*** GIVEN ENTRIES Section Begins ***
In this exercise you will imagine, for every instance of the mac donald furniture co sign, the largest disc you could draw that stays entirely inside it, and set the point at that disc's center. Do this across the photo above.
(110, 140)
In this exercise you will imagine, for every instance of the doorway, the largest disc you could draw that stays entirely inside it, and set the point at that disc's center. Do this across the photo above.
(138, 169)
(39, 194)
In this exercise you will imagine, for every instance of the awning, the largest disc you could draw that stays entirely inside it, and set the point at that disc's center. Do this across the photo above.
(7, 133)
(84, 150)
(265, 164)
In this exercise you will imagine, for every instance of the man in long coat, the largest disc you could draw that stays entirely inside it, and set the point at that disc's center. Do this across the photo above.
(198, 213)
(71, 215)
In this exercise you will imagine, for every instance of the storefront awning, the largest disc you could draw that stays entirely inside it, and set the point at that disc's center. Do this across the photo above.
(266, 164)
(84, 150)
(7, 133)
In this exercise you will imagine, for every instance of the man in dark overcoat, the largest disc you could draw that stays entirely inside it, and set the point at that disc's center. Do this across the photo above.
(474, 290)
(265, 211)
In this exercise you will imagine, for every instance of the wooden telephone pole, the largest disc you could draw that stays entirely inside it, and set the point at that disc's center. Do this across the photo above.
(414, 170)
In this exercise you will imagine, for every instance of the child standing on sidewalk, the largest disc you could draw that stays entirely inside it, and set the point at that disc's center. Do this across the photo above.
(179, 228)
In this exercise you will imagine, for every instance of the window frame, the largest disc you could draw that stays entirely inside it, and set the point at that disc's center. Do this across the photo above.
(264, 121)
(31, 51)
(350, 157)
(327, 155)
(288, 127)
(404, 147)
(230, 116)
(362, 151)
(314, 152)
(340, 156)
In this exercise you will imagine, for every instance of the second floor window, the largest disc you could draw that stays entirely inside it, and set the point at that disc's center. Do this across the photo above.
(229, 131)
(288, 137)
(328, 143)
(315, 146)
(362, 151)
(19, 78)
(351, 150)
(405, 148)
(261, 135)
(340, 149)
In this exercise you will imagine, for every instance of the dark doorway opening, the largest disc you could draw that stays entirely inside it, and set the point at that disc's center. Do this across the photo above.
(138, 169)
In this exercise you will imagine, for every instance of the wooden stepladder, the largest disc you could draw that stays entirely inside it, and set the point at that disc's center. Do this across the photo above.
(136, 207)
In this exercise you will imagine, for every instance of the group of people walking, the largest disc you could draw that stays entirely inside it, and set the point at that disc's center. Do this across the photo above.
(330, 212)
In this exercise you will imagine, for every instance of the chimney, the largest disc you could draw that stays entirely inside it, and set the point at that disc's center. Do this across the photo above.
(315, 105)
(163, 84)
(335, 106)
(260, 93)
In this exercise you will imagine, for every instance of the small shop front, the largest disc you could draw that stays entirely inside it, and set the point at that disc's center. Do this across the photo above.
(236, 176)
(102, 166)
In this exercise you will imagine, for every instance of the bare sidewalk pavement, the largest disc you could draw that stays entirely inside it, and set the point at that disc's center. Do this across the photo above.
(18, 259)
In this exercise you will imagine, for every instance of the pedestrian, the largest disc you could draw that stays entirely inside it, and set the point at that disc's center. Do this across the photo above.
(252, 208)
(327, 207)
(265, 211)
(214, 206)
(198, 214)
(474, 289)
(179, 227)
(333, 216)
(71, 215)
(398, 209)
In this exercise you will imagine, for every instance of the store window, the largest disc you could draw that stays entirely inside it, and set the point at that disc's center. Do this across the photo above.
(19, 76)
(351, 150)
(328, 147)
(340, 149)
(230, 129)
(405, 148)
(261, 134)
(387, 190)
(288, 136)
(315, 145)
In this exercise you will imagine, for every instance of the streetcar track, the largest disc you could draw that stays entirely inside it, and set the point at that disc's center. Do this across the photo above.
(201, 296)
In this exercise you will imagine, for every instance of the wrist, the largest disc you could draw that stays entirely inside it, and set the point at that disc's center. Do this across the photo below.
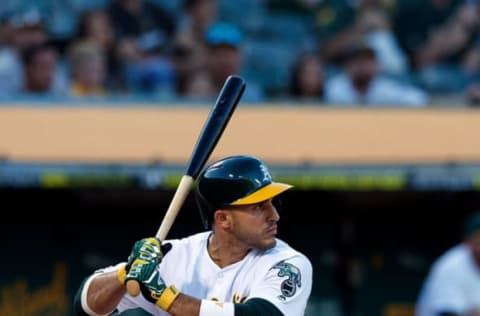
(215, 308)
(122, 274)
(167, 297)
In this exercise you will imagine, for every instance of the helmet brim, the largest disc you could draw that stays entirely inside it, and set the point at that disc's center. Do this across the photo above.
(267, 192)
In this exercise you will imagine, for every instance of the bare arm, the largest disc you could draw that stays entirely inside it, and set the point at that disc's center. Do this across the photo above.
(104, 293)
(185, 305)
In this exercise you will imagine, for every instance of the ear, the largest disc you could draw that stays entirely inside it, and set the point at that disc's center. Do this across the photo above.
(222, 219)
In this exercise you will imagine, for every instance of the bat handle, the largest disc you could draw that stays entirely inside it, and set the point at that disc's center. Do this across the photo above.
(133, 287)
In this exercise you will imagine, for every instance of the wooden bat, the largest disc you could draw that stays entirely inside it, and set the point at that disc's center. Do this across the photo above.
(213, 128)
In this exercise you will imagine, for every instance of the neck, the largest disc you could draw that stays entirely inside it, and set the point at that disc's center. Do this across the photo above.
(226, 250)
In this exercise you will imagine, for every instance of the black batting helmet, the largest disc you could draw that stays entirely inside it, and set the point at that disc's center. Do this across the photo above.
(236, 180)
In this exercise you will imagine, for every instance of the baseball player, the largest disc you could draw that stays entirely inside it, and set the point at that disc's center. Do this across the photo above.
(238, 267)
(452, 287)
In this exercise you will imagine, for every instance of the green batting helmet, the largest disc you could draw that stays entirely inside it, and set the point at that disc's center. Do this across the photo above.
(236, 180)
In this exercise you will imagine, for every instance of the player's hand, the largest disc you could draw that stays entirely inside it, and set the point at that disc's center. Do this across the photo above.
(146, 254)
(155, 290)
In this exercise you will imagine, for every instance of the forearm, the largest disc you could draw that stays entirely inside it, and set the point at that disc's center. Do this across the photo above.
(189, 306)
(104, 293)
(185, 305)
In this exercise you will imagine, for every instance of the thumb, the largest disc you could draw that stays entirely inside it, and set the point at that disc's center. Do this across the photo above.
(165, 248)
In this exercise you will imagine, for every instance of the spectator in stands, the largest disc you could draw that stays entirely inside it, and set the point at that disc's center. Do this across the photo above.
(88, 69)
(25, 29)
(436, 34)
(453, 283)
(40, 65)
(307, 78)
(224, 42)
(144, 33)
(95, 26)
(364, 20)
(190, 49)
(361, 83)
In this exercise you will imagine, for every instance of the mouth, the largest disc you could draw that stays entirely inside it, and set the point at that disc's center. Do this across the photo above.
(272, 230)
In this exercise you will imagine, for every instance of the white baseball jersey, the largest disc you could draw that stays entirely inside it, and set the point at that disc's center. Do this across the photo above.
(452, 285)
(280, 275)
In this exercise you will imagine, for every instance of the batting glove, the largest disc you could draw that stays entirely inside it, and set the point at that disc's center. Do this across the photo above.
(146, 254)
*** GIVEN ENTRIES Section Ends ***
A verbatim retyping of the listing, without any pictures, is the expected answer.

*WRITTEN REPLY*
In this exercise you will imagine, for every instance of the mac donald furniture co sign, the largest disc you could draw that stays entirely inside it, and set the point at that disc's center. Do this across the photo above.
(110, 140)
In this exercise you will imagine, for every instance of the doorway, the largest disc you could draw that stays entirely inside it, and set the point at that disc's center. Do this across the photo above.
(138, 169)
(39, 194)
In this exercise you will imagine, for every instance of the awning, the largest disc you could draw that stays entirely inside it, and set the point at that disc's center. Do this across the photo above.
(7, 133)
(84, 150)
(265, 164)
In this exercise you will imagine, for every instance of the man in long coat, the largest disc you could draw that stays entirely inside it, and set the point at that disc's center. Do this across the photo above.
(198, 213)
(71, 215)
In this exercise you will imagine, for every instance of the storefront awning, the largest disc you could draw that stays entirely inside it, and set the point at that disc's center. Do this across the photo above.
(266, 164)
(84, 150)
(7, 133)
In this exercise you will imagine, for every instance of the man in dark overcoat, the largest disc you could draw that stays entirely inside it, and set the point at that disc's center. Do this across the photo above.
(474, 290)
(265, 211)
In this exercise you will imagine, for every instance of the wooden telephone pole, the largest disc you could draw that stays entirely inside it, and set the point at that disc's center. Do this across the photo above.
(414, 170)
In this exercise you will imagine, for every instance of the child standing on sidewalk, the largest disc you could draw that stays entirely inside it, and set the point at that disc's center. Do this across the photo above.
(179, 228)
In this exercise you will imagine, for every instance of the window frame, the largest disc you could draw that stays entirely inside it, and set the point at that disc's center. Do this across the photo above.
(264, 121)
(31, 51)
(350, 157)
(327, 155)
(288, 127)
(404, 147)
(230, 116)
(362, 151)
(314, 152)
(340, 156)
In this exercise you will imagine, for every instance of the second floor window, the largest disc you could draw that stays entirely inside it, and set the point at that disc's center. Do this across the photo above.
(229, 131)
(288, 137)
(328, 143)
(315, 146)
(362, 151)
(19, 78)
(351, 150)
(405, 148)
(261, 135)
(340, 149)
In this exercise you will imagine, for every instance of the dark doorway opening, the largest disc you could draw that stays entirely inside it, and set the point at that disc's center. Do this across the photo above.
(138, 169)
In this exercise you will imagine, for every instance of the wooden stepladder, the largest disc you could draw that stays entirely inside it, and set the point at that disc's center. Do this across the photo above.
(136, 207)
In this exercise you will imagine, for every instance of the group of people walking, the largest disc you could draw that stays entirely inside it, and set the point at that disc's center. Do this across the photo above.
(330, 212)
In this exercise you will imagine, for every instance of the chimney, the largest disc you could draw that stays entirely inside it, and set the point at that disc's center. Do this across the photo above.
(315, 105)
(163, 84)
(335, 106)
(260, 93)
In this exercise you will imagine, for every instance of the small shop front, the largest disc you could draw that stays entirely inside it, and set the point at that disc's center. Do this across the photo above.
(236, 176)
(102, 166)
In this exercise you will imagine, for every instance of the bare sidewalk pavement, the largest disc you could draw that stays entirely inside it, and set the point at that disc's center. Do this across the photo above.
(18, 259)
In this exercise you will imagine, for every instance of the pedestrian, the largest disc you could draw that stays entirely inside it, and set the point at that disc's center. Do this across the photo above.
(252, 208)
(327, 207)
(265, 211)
(214, 206)
(198, 214)
(474, 289)
(179, 227)
(333, 216)
(71, 215)
(398, 209)
In this exercise you will imagine, for every instance of the store window, the largest disc you could draw that stays entirely inside it, and set the point at that disc's center. Do this across the photo above.
(19, 76)
(351, 150)
(328, 147)
(340, 149)
(230, 129)
(405, 148)
(261, 134)
(387, 190)
(288, 136)
(315, 145)
In this exercise you will imagine, for every instance of the streetcar track, the largest disc you could draw that stays entirely inside it, and set the point at that disc's center. Do this across the photo above.
(201, 296)
In this exercise you will imagine, for every instance of the wrist, the largest disc you could draw that stays entirely inside it, and set the point at that disc's center. Do this across the photo below.
(215, 308)
(122, 274)
(167, 297)
In this exercise you will imagine, for every instance of the helmet brim, the largest disc you could draw that stays entirely inside it, and set the point at that disc's center. Do this across the photo above.
(267, 192)
In this exercise you will imagine, for every instance of the bare arm, the largest disc you could draw that stays entirely inside it, and set the point at that disc's center. Do this across the photo above.
(104, 293)
(185, 305)
In this exercise you will imagine, for every instance of the ear, the largest disc you could draw that stays entirely inside it, and set the point at that disc's center. Do this across the photo above.
(222, 219)
In this exercise you will imagine, for every instance of the bat handle, the largest disc you could draw that stays entirely inside it, and set the point at that disc's center. Do this across the photo above.
(133, 287)
In this exercise you will imagine, for every instance of the wooden bat, the largest disc you could draw that stays entirely inside it, and set the point at that disc's center. Do this across the photo above.
(213, 128)
In this exercise you will imagine, for every instance of the neck, the largest disc you could draw that stays entirely inside it, and set the point at that disc's center. Do this across the photo above.
(226, 250)
In this exercise you will imagine, for every instance of the black batting helmet, the largest disc you could draw that stays entirely inside it, and set the point at that disc's center. Do this across the photo above.
(236, 180)
In this exercise you will imagine, for every instance of the baseball player, the largest disc you could draw that stays entirely inside it, and set the point at that disc's center. Do this across the photo above.
(238, 267)
(452, 287)
In this exercise you will imagine, for every instance of the green batting helmet, the largest disc you could draw that stays entirely inside it, and set the point at that disc's center. Do this across the photo above.
(236, 180)
In this exercise you will imagine, for every instance of the player's hand, the largest disc you could draw that stays entirely inside it, and set the point at that disc's center. Do this across the photo above.
(146, 254)
(155, 290)
In this exercise you will imagine, for every instance of the forearm, the largest disc you could draw that stays entirely inside it, and set the point at that disc's center. Do this across the photo above.
(189, 306)
(104, 293)
(185, 305)
In this exercise you will imagine, for every instance of the thumb, the largest disc you could draw that stays entirely inside it, and set the point at that disc's center. Do this across the photo above.
(165, 248)
In this exercise you will imagine, for every instance of the spectator in stands, the largest disc you could draw that stays entirely inside it, and set the point at that disc's center. Do this across the photo above.
(88, 69)
(25, 29)
(436, 34)
(453, 283)
(40, 65)
(307, 78)
(224, 42)
(144, 33)
(95, 26)
(364, 20)
(190, 49)
(361, 83)
In this exercise you will imagine, for every instance of the mouth, the largest disc you could draw that stays entirely inside it, and set the point at that disc's center. Do this across the photo above.
(272, 230)
In this exercise you will imagine, for every instance of the white baseball jersey, the largest disc you could draw that stays entirely inside it, and set the point at that disc's center. Do this across the photo above.
(452, 285)
(280, 275)
In this exercise you will imagine, for every instance of the batting glove, the largest disc you could draw that stays entirely inside it, and set the point at that disc's center. Do this across the photo above.
(146, 254)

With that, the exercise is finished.